** PROVIDED PASSAGE follows **

Before moving away from the topic of home-run investing, I want to talk about those hitters who might not hit the ball a lot, but when they do hit it the ball lands a long, long way away. These hitters might not be a threat to spray singles all over the field, and you don't want to call for a hit-and-run when they are at the plate, but they can change the game with one swing of the bat.
Harmon Killebrew was a .256 hitter, but when he connected the ball often landed on the other side of the fence. Dave Kingman was one of the most feared hitters in baseball during his playing years but he had a career average of just .236. His average was on the low side but because he covered bases in chunks and not sprints, he averaged more than 75 runs batted in a year over his career. Last year, Chris Davis of the Baltimore Orioles hit just .262 but because 47 of his 150 hits were home runs and 31 were doubles, he drove in 117 runs.
It works like that with what I call long-shot and turnaround investing as well. Far from looking for a single, in this case we have the bat cocked and are looking to hit a long ball. If more than half our hits are for extra bases, then long-shot investing can be as valuable to our portfolio as Chris Davis has been to the Orioles the past few years. I always have a few of these in my portfolio and I can make a strong case for owning more long-shot stocks given the low-return expectations that have settled over equity markets.
Over the years, I have found the best way to search for potential long-ball stocks is to peruse the Value Line list of stocks with the highest three- to five-year total return potential. I view the list using filters of common sense, a sense of some margin of safety and a long time frame. The average holding period of stock ownership is below a year and I have found that most investors have neither the patience to hold a long-shot stock long enough for it to work out or the stomach to tolerate the volatility these stocks usually have. It takes a high degree of conviction to send a low-average hitter to the plate time and time again, but seeing those three-run homers late in the game makes it more than worth the risk.

** End of PROVIDED PASSAGE **

* [WORK ORDER A]:
In the passage on long-shot investing, how many of Chris Davis's 150 hits were home runs?
* [WORK ORDER B]:
Pick up the passage on long-shot investing right after its last sentence and write the next few paragraphs.

** RAW DATA follows **

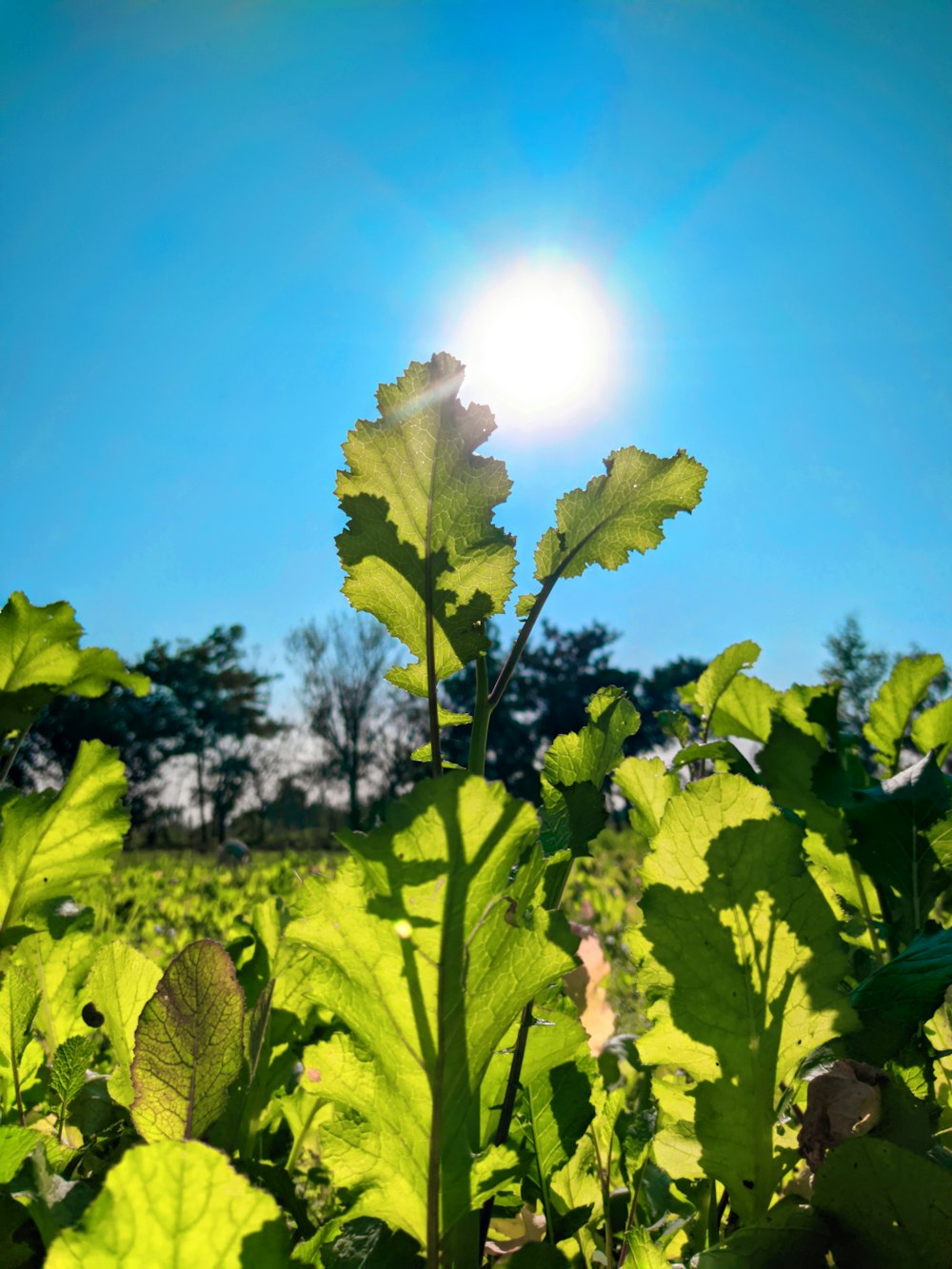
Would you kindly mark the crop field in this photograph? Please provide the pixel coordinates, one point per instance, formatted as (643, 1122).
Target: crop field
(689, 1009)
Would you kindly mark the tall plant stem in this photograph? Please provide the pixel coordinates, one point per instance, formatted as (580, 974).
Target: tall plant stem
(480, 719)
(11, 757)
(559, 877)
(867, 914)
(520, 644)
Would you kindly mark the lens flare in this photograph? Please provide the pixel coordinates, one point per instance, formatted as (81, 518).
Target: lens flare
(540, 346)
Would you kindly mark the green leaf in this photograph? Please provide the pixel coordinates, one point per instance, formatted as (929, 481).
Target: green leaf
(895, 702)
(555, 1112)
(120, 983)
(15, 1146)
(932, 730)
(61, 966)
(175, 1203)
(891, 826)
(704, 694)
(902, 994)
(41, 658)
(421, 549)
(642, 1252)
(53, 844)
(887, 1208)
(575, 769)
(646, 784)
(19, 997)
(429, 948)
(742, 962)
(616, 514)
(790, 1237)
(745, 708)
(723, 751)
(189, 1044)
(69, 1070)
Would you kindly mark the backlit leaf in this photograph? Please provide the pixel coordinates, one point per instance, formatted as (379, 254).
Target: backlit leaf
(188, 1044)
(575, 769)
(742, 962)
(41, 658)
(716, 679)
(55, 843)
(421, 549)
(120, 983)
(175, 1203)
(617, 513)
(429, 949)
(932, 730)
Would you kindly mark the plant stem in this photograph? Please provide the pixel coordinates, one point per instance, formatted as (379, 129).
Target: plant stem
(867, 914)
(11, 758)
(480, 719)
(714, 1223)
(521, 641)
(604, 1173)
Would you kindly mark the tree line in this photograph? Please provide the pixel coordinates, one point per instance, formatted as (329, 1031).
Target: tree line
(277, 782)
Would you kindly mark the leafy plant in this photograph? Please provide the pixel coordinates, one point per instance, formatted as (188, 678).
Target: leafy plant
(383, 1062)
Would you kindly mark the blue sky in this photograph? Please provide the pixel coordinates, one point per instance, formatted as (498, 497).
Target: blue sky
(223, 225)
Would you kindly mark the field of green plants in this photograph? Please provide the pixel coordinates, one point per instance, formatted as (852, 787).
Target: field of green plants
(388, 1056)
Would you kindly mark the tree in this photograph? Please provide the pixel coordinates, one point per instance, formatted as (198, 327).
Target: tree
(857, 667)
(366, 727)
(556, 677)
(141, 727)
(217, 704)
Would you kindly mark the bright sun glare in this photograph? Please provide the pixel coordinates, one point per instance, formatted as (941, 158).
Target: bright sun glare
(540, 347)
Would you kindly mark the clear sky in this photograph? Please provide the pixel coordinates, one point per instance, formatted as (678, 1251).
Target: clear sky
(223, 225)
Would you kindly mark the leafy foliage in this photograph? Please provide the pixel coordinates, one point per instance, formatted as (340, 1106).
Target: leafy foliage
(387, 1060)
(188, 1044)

** End of RAW DATA **

* [RESPONSE A]:
47

* [RESPONSE B]:
Looking at the list today, I see a lot of energy-related stocks, but that's an entirely different discussion. I want to focus on the non-energy high-return candidates today and save the energy stocks for a day when I can head directly to the tequila bottle when the discussion is over. To say energy has been unkind to me the past few years would be like admitting the revolutionary crowd was a tad harsh with Marie Antoinette.
Unisys (UIS) makes the list and I am a huge fan of the stock. The cost-cutting moves together with what I think will be strong sales of the Stealth cybersecurity products can lift that stock to many multiples of its current price. Even after a dilutive convertible offering earlier this year, the cost-cutting measures alone are worth something around $2.50 a share in earnings a few years out.
KKR & Co. (KKR) makes the list as well. It is no secret that I am a huge fan of the private equity firms right now. The returns they get over the next five to seven years from real estate purchased the last few years and the energy assets they are buying today should lead to huge returns, and KKR is a leader in both sectors. The new fixed dividend policy results in a yield of 4.7% and management has been fairly aggressive about repurchasing stock. Using cash to invest in KKR funds and deals should pay off far more than the former cash distribution policy, and I think the stock will provide enormous long-term returns for patient shareholders.
There is a place in baseball for hard-swinging home-run specialists and there is a place in investing for long-shot and turnaround stocks. Younger and more aggressive investors willing to hold for years, not months, should probably have a reasonably high percentage of their portfolio in longball stocks that pass the common-sense test.